* Data for processing:
'''
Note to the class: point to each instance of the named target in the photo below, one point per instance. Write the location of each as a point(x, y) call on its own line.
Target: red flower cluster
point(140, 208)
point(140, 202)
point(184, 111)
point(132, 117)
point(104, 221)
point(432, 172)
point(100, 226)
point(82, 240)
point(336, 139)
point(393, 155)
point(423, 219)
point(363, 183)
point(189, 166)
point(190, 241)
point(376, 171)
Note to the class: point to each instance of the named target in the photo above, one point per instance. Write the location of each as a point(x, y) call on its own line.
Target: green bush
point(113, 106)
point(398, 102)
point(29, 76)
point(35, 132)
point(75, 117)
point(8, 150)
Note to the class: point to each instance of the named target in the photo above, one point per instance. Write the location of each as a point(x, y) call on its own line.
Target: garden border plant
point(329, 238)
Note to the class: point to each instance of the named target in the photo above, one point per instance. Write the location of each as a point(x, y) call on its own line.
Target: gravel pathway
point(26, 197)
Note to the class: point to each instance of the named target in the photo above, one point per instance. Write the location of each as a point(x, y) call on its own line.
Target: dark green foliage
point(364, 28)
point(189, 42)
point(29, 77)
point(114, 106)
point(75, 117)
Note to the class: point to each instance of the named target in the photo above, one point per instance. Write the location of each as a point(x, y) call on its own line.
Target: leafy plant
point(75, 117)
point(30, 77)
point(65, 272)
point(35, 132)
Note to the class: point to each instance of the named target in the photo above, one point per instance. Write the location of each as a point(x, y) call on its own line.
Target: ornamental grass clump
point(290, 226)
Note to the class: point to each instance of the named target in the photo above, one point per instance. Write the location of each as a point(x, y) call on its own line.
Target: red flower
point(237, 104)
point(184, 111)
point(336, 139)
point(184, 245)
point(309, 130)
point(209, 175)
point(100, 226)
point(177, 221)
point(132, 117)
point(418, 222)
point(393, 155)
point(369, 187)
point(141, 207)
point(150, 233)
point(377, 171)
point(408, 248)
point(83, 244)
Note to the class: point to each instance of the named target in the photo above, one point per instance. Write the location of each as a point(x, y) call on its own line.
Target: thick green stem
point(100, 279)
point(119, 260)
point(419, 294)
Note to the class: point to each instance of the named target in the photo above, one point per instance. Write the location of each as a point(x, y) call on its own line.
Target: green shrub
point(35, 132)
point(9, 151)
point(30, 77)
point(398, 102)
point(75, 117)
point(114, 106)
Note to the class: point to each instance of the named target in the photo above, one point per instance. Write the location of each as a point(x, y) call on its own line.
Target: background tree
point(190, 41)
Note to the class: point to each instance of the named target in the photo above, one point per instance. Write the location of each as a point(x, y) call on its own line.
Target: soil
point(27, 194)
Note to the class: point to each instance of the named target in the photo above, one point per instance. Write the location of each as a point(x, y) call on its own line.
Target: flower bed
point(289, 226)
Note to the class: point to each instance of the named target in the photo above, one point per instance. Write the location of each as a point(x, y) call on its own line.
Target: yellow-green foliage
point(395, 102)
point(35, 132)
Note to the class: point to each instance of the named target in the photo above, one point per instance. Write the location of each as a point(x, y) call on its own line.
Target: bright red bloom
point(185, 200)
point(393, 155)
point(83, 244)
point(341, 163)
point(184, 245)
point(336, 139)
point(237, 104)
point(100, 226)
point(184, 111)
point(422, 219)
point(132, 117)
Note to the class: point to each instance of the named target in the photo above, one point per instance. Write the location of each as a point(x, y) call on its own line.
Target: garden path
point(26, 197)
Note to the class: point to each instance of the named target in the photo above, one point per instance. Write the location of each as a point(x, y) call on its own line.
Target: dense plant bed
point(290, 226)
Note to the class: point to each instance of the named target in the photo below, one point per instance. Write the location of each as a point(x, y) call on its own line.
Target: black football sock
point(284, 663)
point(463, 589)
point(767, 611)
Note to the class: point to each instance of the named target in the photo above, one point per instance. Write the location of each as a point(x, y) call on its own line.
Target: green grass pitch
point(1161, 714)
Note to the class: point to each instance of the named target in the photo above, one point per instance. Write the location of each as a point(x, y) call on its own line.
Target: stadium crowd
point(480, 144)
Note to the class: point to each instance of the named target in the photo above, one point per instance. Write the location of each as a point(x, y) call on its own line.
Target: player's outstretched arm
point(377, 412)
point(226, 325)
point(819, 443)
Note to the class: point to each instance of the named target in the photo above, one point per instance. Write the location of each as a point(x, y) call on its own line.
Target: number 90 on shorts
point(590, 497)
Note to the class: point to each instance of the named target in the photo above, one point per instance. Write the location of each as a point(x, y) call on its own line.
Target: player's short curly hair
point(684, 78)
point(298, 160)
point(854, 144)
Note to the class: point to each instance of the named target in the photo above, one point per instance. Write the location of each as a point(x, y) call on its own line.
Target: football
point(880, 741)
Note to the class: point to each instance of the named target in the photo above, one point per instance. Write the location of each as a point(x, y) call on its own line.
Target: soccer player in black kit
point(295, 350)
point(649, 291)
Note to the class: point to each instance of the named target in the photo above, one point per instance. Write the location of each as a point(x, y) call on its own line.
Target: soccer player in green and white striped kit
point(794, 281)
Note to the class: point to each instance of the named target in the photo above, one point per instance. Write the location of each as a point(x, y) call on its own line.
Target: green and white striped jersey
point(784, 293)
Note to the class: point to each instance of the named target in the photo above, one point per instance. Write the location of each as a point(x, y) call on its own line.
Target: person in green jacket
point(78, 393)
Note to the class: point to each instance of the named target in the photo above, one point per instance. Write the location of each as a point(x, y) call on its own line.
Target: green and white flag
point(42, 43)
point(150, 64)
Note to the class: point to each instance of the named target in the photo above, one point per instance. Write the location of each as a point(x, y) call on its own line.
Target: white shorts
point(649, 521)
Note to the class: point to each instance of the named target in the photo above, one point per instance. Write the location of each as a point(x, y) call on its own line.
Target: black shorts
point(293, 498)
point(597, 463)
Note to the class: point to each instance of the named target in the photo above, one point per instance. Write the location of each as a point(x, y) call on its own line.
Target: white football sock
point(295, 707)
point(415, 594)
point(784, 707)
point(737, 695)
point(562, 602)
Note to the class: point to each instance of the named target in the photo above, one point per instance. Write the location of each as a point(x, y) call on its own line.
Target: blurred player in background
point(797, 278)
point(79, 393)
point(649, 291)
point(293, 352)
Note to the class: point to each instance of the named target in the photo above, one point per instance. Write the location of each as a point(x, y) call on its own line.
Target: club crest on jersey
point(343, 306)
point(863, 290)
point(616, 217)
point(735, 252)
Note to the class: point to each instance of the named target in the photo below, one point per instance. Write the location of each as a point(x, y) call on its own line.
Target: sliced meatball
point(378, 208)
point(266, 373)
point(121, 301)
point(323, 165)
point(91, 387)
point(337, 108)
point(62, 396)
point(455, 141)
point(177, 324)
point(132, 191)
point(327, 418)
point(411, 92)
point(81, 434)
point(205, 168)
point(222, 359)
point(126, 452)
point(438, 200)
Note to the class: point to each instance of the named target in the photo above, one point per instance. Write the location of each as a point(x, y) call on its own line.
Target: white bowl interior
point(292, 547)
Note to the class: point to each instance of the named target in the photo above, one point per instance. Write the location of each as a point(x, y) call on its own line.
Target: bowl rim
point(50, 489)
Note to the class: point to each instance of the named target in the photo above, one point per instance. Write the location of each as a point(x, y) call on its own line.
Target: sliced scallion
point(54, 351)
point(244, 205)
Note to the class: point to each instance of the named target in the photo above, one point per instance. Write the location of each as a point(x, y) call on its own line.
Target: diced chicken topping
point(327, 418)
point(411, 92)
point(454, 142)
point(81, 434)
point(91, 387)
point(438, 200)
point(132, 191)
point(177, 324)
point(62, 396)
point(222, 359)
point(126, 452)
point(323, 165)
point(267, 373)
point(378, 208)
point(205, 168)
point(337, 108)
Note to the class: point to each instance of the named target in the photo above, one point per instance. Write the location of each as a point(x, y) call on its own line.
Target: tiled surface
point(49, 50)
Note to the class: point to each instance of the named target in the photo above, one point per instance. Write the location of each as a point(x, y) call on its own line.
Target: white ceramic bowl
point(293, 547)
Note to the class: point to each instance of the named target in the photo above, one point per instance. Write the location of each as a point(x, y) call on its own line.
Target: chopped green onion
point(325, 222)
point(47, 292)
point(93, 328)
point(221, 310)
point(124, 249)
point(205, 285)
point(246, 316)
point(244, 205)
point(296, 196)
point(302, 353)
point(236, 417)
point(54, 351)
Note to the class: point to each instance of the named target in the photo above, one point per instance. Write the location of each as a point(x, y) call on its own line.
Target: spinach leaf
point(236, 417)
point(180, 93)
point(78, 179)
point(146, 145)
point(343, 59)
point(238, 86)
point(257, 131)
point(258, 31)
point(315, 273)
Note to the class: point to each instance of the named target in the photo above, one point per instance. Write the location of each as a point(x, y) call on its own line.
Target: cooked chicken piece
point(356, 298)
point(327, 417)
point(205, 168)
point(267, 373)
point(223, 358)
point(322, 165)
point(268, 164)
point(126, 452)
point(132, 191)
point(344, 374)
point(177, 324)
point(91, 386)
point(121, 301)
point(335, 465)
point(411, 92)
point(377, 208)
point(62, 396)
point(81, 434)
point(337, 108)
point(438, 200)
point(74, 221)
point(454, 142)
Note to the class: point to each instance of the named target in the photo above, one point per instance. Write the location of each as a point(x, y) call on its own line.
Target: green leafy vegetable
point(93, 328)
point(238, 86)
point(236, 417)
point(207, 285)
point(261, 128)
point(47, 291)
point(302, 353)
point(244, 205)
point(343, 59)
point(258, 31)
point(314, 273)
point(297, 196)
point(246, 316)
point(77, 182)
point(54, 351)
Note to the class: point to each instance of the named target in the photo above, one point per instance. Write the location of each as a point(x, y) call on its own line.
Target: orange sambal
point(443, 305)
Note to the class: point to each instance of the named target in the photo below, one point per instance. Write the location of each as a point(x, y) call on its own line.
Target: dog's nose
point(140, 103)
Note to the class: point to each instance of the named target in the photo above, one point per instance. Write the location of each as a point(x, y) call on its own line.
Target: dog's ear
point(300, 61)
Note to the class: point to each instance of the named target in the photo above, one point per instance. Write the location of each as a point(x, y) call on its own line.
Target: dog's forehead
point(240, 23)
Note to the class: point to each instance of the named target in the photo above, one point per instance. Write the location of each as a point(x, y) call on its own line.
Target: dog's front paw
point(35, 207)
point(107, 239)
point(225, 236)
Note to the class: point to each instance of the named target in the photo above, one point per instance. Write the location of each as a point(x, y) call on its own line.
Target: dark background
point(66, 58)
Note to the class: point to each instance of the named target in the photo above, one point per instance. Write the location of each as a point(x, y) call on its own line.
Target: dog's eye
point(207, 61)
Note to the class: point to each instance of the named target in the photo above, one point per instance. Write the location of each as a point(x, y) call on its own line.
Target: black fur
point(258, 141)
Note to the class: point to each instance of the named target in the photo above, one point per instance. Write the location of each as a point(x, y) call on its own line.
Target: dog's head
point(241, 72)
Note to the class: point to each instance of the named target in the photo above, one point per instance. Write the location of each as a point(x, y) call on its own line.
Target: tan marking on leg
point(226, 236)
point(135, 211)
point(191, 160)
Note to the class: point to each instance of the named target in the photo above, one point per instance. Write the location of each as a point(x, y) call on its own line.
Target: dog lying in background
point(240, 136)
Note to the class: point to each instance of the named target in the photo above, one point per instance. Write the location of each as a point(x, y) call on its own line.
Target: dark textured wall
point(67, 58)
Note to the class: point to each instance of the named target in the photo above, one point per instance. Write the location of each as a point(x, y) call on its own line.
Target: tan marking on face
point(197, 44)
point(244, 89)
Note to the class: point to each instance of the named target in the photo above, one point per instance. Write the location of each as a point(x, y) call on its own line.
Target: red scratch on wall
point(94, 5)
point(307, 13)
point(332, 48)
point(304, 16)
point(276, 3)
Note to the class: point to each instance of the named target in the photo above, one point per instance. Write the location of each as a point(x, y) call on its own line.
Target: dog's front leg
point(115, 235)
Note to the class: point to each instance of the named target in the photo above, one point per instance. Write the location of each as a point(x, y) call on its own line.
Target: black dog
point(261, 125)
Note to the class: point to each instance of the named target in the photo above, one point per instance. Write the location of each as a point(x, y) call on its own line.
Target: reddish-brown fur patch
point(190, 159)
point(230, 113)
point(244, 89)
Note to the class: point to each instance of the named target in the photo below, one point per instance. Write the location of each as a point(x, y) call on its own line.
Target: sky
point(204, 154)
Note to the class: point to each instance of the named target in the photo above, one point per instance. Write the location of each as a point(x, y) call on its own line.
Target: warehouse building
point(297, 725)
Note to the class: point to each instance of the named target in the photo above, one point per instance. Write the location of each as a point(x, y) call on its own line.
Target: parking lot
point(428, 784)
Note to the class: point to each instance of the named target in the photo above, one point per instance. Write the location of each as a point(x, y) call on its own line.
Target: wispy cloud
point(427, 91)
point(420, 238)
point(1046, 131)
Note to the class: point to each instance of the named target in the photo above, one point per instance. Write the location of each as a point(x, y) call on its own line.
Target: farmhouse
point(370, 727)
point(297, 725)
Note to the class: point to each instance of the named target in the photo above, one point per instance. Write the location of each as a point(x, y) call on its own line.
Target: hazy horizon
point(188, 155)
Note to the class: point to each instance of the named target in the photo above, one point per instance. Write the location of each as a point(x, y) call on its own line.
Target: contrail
'''
* The exercise: Can you write out, word for word, the stretch from the start of the items through the line containing "point(376, 171)", with both ends included?

* Complete response:
Note to the class: point to each instance of the named target in the photo below, one point per instance. Write the location of each as a point(x, y) call on its own line.
Target: red flower cluster
point(140, 208)
point(140, 202)
point(184, 111)
point(132, 117)
point(104, 221)
point(432, 172)
point(100, 226)
point(82, 240)
point(336, 139)
point(393, 155)
point(423, 219)
point(363, 183)
point(189, 166)
point(190, 241)
point(376, 171)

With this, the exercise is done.